→ **What is expected**
Copy out all the data, word for word.

→ **Data for this exercise**
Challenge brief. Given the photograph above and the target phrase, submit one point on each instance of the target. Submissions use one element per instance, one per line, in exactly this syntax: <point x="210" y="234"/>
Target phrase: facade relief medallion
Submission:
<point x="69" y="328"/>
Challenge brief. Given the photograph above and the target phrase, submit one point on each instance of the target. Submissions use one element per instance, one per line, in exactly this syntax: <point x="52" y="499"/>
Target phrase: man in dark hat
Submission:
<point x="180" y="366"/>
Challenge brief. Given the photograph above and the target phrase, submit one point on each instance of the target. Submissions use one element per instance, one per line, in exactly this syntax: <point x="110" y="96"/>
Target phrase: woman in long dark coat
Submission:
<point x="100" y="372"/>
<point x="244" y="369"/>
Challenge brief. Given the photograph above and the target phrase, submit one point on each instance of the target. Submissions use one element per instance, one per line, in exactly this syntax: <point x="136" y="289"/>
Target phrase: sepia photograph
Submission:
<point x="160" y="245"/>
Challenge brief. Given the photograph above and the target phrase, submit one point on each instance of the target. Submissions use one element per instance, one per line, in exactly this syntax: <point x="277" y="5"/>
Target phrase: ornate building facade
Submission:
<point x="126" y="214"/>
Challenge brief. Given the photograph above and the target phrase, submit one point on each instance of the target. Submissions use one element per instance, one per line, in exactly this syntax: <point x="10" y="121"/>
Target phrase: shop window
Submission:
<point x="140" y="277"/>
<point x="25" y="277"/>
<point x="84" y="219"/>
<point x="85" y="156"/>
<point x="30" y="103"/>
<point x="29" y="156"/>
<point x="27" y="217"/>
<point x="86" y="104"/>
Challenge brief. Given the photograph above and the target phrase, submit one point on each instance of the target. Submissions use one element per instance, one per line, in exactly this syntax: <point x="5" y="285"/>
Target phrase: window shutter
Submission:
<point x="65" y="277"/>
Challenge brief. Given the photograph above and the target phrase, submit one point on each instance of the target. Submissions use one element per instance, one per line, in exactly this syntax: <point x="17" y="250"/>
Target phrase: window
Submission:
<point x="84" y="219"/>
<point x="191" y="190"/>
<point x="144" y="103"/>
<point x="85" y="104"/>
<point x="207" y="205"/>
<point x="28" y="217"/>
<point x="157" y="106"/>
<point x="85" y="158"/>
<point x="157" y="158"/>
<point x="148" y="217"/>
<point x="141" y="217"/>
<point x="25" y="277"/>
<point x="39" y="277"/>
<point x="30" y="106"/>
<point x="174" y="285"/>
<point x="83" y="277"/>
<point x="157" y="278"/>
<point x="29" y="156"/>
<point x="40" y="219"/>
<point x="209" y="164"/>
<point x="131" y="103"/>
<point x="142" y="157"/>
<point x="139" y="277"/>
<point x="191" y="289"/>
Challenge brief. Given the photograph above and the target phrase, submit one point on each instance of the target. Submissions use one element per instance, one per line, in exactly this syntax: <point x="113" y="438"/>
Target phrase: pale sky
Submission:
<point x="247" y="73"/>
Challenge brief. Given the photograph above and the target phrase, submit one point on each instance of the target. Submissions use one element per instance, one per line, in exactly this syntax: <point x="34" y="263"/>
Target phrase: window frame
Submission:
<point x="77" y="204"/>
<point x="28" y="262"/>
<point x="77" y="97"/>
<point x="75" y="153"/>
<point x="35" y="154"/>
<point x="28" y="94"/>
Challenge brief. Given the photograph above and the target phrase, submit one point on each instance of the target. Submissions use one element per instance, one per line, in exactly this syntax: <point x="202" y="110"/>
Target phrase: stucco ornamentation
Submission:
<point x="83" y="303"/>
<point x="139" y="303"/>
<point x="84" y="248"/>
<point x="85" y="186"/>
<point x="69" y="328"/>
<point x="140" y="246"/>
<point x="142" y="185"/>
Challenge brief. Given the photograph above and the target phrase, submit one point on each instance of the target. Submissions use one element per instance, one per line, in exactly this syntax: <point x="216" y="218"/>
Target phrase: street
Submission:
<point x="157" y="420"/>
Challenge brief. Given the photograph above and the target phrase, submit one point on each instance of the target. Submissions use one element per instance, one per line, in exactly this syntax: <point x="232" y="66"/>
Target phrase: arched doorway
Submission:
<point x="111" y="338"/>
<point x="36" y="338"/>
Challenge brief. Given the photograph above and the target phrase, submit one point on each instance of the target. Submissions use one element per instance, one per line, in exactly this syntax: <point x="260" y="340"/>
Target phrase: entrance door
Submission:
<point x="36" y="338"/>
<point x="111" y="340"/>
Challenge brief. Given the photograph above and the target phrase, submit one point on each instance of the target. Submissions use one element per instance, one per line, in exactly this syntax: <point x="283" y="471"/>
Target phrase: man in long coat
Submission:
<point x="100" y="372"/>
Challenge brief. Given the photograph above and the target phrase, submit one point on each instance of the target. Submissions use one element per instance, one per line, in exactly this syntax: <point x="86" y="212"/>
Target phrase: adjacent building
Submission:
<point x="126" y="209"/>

→ **Solution**
Challenge brief. Given the photograph above and the target phrase, submit one point on each instance of the target. Submissions use one element per instance, one per line, in exactly this syntax: <point x="210" y="234"/>
Target phrase: facade relief medallion
Submission:
<point x="69" y="328"/>
Challenge brief. Given the photograph above and the target phrase, submit one point on each instance of the target. Submissions use one element per instance, one per line, in exactly this syntax: <point x="52" y="499"/>
Target phrase: man in dark hat
Submission:
<point x="180" y="366"/>
Challenge brief. Given the photograph above and the target phrase, submit one point on each instance of the target. Submissions use one element per instance, one per line, in exactly this syntax: <point x="110" y="96"/>
Target phrase: woman in long dark coat
Submission:
<point x="100" y="372"/>
<point x="244" y="369"/>
Challenge brief. Given the photograph above and the target phrase, submit one point on each instance of the target. Submissions use one element per instance, one per line, in exactly this syntax: <point x="136" y="289"/>
Target phrase: sepia photograph
Submission:
<point x="160" y="245"/>
Challenge brief. Given the photograph above and the target phrase, submit one point on each instance of the target. Submissions use one element per instance, one per line, in exactly this syntax: <point x="277" y="5"/>
Target phrase: ornate building facade
Submission:
<point x="126" y="214"/>
Challenge brief. Given the photograph above and the target phrase, submit one point on each instance of the target. Submissions use one element per instance, one per line, in exactly this syntax: <point x="10" y="121"/>
Target phrase: shop window
Submission:
<point x="140" y="277"/>
<point x="25" y="277"/>
<point x="84" y="219"/>
<point x="85" y="156"/>
<point x="30" y="103"/>
<point x="29" y="156"/>
<point x="27" y="217"/>
<point x="86" y="104"/>
Challenge brief. Given the photograph above and the target phrase, submit one point on each instance of the target. Submissions use one element per instance, one per line, in exactly this syntax: <point x="5" y="285"/>
Target phrase: window shutter
Submission:
<point x="65" y="277"/>
Challenge brief. Given the photograph above and the target phrase, submit one point on each instance of the target. Submissions use one element per instance, one per line, in exactly this syntax: <point x="17" y="250"/>
Target phrase: window
Submission:
<point x="84" y="219"/>
<point x="191" y="190"/>
<point x="144" y="103"/>
<point x="85" y="104"/>
<point x="207" y="205"/>
<point x="28" y="217"/>
<point x="157" y="106"/>
<point x="85" y="158"/>
<point x="157" y="158"/>
<point x="148" y="217"/>
<point x="141" y="217"/>
<point x="25" y="277"/>
<point x="39" y="277"/>
<point x="30" y="106"/>
<point x="174" y="285"/>
<point x="83" y="277"/>
<point x="157" y="278"/>
<point x="29" y="156"/>
<point x="40" y="219"/>
<point x="209" y="164"/>
<point x="131" y="103"/>
<point x="142" y="157"/>
<point x="139" y="277"/>
<point x="191" y="289"/>
Challenge brief. Given the photograph above and the target phrase, submit one point on each instance of the target. Submissions use one element per instance, one per line, in exactly this syntax: <point x="113" y="438"/>
Target phrase: pale sky
Submission:
<point x="247" y="73"/>
Challenge brief. Given the photograph above and the target phrase, submit one point on each instance of the target. Submissions use one element per instance, one per line, in exactly this syntax: <point x="34" y="263"/>
Target phrase: window frame
Submission:
<point x="77" y="204"/>
<point x="28" y="262"/>
<point x="77" y="97"/>
<point x="75" y="153"/>
<point x="35" y="154"/>
<point x="28" y="94"/>
Challenge brief. Given the photograph above and the target phrase, submit one point on each instance of the target. Submissions use one element per instance, one per line, in exactly this syntax: <point x="202" y="110"/>
Target phrase: stucco ornamentation
Submission:
<point x="83" y="303"/>
<point x="139" y="303"/>
<point x="84" y="248"/>
<point x="85" y="186"/>
<point x="69" y="328"/>
<point x="140" y="246"/>
<point x="142" y="185"/>
Challenge brief. Given the photograph above and the target phrase, submit one point on each instance of the target. Submissions use one element per instance, one per line, in exactly this syntax: <point x="216" y="218"/>
Target phrase: street
Submission:
<point x="157" y="420"/>
Challenge brief. Given the photograph above and the target phrase, submit one point on each instance of the target. Submissions use one element per instance, one per line, in exactly this syntax: <point x="232" y="66"/>
Target phrase: arched doorway
Submission:
<point x="111" y="338"/>
<point x="36" y="338"/>
Challenge brief. Given the photograph above and the target phrase, submit one point on each instance of the target. Submissions use one element per instance, one per line, in exactly this syntax: <point x="260" y="340"/>
Target phrase: entrance door
Submission:
<point x="36" y="338"/>
<point x="111" y="340"/>
Challenge brief. Given the photograph above and the target phrase, submit one point on each instance of the target. Submissions use one element per instance, one per line, in exactly this syntax: <point x="283" y="471"/>
Target phrase: man in long coat
Submission:
<point x="100" y="372"/>
Challenge brief. Given the photograph above and the target phrase, submit one point on each instance of the target. Submissions use one element per instance, one per line, in exactly this syntax: <point x="86" y="212"/>
Target phrase: adjacent building
Submission:
<point x="126" y="209"/>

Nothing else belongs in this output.